* _TASKS_
[a] Answer these from the robot path planning abstract:
(i) In which journal was the article published?
(ii) What does the proposed method take as input?
(iii) Which three vehicles were used in the simulated results?
[b] Reproduce everything in the robot path planning abstract from "A novel path" down to "Research, DOI: 10.1177/0278364919846910.", word for word.

A novel path planning method for both global and local planning with provable behavior, and a nice survey of existing navigation methods

Sgorbissa, A., Integrated robot planning, path following, and obstacle avoidance in two and three dimensions: wheeled robots, underwater vehicles, and multicopters, The International Journal of Robotics Research, DOI: 10.1177/0278364919846910.

We propose an innovative, integrated solution to path planning, path following, and obstacle avoidance that is suitable both for 2D and 3D navigation. The proposed method takes as input a generic curve connecting a start and a goal position, and is able to find a corresponding path from start to goal in a maze-like environment even in the absence of global information, it guarantees convergence to the path with kinematic control, and finally avoids locally sensed obstacles without becoming trapped in deadlocks. This is achieved by computing a closed-form expression in which the control variables are a continuous function of the input curve, the robot’s state, and the distance of all the locally sensed obstacles. Specifically, we introduce a novel formalism for describing the path in two and three dimensions, as well as a computationally efficient method for path deformation (based only on local sensor readings) that is able to find a path to the goal even when such path cannot be produced through continuous deformations of the original. The article provides formal proofs of all the properties above, as well as simulated results in a simulated environment with a wheeled robot, an underwater vehicle, and a multicopter.

* _Records from a data collection_
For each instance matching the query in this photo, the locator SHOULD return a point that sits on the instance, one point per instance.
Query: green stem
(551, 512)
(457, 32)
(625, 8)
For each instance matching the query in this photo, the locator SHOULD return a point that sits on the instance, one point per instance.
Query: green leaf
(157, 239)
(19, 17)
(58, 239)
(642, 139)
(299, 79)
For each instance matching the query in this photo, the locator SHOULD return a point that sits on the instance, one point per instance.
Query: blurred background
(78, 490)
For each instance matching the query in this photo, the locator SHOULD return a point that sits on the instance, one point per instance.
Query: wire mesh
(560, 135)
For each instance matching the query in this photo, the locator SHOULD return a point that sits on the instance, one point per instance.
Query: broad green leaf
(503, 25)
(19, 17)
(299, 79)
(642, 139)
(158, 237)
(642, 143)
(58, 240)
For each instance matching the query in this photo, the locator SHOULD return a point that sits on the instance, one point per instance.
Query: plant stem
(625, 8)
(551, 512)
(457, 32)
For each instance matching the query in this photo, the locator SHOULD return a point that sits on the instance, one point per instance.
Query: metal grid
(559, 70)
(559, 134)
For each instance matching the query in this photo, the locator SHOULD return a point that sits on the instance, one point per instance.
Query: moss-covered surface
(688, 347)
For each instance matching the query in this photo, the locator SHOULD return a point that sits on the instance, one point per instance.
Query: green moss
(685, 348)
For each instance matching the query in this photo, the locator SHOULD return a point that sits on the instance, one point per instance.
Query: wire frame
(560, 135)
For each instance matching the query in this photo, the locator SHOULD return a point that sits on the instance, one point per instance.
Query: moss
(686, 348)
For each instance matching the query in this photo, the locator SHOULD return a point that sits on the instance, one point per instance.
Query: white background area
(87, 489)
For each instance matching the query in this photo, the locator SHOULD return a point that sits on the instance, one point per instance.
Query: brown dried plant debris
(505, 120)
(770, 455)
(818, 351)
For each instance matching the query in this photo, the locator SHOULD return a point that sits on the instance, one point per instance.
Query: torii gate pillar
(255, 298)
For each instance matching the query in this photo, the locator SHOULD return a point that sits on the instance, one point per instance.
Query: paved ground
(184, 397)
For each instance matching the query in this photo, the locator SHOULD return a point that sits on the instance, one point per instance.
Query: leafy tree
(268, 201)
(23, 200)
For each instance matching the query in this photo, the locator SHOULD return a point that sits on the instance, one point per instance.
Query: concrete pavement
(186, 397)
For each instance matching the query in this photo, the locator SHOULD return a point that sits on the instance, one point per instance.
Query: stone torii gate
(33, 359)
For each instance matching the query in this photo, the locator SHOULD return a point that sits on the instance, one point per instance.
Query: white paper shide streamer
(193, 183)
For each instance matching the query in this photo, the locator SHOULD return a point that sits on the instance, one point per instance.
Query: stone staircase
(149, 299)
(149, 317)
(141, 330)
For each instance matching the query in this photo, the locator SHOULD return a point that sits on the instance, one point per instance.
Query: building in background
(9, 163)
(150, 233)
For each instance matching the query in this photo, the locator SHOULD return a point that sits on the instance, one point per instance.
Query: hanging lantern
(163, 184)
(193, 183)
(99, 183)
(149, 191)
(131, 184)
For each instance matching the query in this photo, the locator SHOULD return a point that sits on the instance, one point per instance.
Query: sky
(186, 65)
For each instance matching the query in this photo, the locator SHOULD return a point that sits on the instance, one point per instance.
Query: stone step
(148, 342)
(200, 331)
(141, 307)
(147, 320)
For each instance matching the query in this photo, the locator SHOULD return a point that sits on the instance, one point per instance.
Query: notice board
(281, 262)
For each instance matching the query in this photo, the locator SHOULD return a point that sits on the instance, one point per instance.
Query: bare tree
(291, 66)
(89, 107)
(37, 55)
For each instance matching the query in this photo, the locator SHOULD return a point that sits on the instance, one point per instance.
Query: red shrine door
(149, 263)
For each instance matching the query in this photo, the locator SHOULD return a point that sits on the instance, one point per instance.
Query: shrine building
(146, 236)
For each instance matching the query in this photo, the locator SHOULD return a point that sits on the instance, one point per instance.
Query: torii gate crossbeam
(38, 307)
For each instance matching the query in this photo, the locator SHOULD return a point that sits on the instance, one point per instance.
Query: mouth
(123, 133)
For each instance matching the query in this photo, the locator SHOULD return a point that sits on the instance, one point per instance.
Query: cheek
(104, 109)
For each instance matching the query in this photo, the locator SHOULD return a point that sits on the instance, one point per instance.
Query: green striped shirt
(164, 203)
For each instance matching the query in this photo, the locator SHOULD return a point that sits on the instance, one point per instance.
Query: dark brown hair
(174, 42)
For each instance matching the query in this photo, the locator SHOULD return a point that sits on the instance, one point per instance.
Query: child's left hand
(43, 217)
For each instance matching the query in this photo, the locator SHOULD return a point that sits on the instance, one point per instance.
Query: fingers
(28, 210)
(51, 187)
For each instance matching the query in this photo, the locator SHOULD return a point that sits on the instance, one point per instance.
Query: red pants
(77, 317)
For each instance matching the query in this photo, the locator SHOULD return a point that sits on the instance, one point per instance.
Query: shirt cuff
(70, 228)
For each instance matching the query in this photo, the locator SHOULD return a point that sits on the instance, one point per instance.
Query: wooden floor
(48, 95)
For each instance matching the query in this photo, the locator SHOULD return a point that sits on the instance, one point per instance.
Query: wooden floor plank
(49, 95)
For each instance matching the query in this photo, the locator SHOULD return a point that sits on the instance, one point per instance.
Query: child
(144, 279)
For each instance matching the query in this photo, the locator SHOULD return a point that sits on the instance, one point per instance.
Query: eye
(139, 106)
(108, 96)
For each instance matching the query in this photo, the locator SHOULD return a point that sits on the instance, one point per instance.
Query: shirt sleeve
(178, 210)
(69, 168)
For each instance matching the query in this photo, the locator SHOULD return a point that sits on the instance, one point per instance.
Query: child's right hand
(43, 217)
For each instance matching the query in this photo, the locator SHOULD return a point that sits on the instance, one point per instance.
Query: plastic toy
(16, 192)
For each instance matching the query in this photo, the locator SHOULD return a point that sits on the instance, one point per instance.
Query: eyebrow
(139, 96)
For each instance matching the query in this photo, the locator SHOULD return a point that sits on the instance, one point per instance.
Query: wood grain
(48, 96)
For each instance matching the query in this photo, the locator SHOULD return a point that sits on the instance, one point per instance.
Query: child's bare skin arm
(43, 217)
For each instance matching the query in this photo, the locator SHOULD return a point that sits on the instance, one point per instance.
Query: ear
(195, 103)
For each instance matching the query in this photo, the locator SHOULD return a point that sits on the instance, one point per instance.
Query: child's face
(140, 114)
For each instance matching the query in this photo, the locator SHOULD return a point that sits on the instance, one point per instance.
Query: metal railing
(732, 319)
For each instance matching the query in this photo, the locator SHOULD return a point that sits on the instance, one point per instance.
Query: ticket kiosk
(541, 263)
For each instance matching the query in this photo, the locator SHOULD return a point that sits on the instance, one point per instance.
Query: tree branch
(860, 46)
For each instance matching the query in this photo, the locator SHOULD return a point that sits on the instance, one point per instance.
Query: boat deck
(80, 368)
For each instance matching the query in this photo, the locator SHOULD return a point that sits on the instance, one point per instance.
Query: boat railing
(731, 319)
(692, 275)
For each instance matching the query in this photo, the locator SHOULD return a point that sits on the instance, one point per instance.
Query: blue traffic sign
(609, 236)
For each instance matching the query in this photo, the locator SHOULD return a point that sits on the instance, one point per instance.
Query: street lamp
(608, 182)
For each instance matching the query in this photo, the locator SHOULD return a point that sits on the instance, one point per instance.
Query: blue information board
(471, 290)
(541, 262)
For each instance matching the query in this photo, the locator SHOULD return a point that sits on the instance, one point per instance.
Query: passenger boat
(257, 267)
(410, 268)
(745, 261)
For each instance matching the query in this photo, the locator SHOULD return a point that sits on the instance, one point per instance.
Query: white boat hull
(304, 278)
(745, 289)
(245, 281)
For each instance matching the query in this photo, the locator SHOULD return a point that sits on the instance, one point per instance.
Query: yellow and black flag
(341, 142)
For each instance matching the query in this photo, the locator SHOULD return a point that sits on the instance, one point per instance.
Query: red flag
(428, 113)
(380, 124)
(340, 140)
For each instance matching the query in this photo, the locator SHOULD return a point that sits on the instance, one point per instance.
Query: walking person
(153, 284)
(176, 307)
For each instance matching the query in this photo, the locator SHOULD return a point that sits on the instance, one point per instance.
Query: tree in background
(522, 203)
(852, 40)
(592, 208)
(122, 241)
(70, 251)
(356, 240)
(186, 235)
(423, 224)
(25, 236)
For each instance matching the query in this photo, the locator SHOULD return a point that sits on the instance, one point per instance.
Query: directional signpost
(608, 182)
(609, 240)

* _REPLIES_
[a]
(i) The International Journal of Robotics Research
(ii) A generic curve connecting a start and a goal position
(iii) A wheeled robot, an underwater vehicle, and a multicopter

[b]
A novel path planning method for both global and local planning with provable behavior, and a nice survey of existing navigation methods

Sgorbissa, A., Integrated robot planning, path following, and obstacle avoidance in two and three dimensions: wheeled robots, underwater vehicles, and multicopters, The International Journal of Robotics Research, DOI: 10.1177/0278364919846910.